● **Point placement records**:
::::::::

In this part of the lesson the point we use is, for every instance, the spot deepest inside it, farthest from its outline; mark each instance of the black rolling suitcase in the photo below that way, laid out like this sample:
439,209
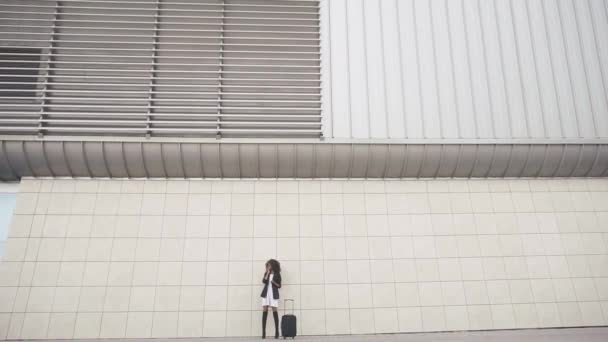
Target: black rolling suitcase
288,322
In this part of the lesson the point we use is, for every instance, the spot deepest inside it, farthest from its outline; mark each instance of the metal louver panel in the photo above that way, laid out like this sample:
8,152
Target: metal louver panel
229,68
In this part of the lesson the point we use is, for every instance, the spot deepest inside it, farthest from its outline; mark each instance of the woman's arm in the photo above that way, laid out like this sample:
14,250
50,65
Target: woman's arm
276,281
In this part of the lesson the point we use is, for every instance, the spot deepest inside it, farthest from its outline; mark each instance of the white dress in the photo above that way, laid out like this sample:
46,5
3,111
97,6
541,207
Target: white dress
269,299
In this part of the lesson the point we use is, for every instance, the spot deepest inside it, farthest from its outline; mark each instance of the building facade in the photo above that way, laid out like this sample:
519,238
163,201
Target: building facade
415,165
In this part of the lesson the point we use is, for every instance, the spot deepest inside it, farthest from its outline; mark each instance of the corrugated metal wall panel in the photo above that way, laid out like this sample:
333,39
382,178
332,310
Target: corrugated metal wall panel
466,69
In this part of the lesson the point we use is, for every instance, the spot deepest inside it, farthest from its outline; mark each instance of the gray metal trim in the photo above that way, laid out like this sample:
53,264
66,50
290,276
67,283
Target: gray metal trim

::::::::

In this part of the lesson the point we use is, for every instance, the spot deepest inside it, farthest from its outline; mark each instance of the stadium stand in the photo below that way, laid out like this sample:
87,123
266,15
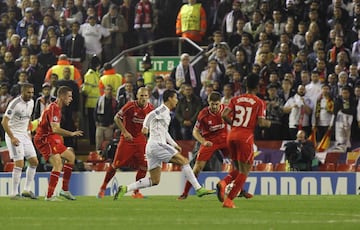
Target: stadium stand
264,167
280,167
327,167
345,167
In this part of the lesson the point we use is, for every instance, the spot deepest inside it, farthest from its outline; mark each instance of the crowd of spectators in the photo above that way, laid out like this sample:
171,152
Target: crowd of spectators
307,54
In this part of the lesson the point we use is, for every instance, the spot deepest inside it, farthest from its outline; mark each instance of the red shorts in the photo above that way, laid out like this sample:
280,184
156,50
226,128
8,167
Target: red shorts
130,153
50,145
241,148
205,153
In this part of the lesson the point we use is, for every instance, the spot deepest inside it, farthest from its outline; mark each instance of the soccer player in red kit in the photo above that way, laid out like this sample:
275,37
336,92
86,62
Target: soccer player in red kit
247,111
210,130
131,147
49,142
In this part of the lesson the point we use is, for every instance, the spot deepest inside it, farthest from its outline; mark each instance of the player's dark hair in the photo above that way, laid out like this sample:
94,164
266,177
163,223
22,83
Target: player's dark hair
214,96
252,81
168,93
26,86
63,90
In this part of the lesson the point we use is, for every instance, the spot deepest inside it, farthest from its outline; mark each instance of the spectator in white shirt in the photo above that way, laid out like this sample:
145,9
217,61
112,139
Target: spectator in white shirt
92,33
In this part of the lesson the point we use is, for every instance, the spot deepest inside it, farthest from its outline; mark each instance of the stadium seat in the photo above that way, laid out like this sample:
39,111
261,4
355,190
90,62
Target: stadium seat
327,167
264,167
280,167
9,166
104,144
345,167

::::::::

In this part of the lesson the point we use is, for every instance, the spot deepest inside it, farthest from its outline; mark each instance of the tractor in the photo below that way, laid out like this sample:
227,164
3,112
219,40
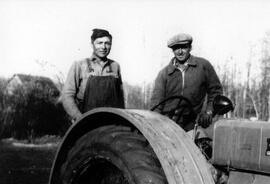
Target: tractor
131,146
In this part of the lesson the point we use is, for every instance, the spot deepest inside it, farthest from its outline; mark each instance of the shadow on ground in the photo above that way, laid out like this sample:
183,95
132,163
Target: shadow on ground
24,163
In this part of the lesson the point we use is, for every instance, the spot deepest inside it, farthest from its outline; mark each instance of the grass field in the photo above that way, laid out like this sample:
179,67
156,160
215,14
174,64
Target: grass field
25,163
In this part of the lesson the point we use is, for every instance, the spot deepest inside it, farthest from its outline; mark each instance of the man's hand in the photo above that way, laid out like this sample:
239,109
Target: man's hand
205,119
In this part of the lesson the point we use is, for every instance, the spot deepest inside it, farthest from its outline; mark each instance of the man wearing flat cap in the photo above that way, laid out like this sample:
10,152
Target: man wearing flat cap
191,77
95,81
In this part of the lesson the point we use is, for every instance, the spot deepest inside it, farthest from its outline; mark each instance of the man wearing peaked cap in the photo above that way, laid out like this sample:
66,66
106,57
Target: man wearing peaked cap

::::::::

● **TASK INSTRUCTIONS**:
Collect every line above that contains the string "player", treating uppercase and lowercase as distinct.

● **EXERCISE SOLUTION**:
In this part of the lesson the point we use is, for every instance, the spot deepest inside it, farthest from its outline; mark each instance of the soccer player in red kit in the photo above that way, laid out like this sample:
Target: soccer player in red kit
In this part of the lesson the point we use is, for every instance, the spot deepest inside it, farthest from its outline; mark each instance of the player's dark hair in the photo above that way, laid out like this sample:
Target: player's dark hair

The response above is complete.